*Aim of the task*. Can you turn the records below into a numbered list, with each line as its own item and any blank lines left out?

------ Extracted material ------

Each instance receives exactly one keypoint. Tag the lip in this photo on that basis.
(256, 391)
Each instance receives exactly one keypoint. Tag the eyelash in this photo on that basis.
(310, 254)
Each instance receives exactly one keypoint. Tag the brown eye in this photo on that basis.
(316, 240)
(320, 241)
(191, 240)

------

*Correct response*.
1. Each instance receives exactly one keypoint. Tag the lip in this photo on that basis.
2. (256, 391)
3. Each instance receives exactly one keypoint. Tag the eyelash in this photo on that basis.
4. (310, 254)
5. Each instance receives exactly one keypoint. Tag the brown eye in this photo on that basis.
6. (316, 240)
7. (320, 241)
8. (191, 240)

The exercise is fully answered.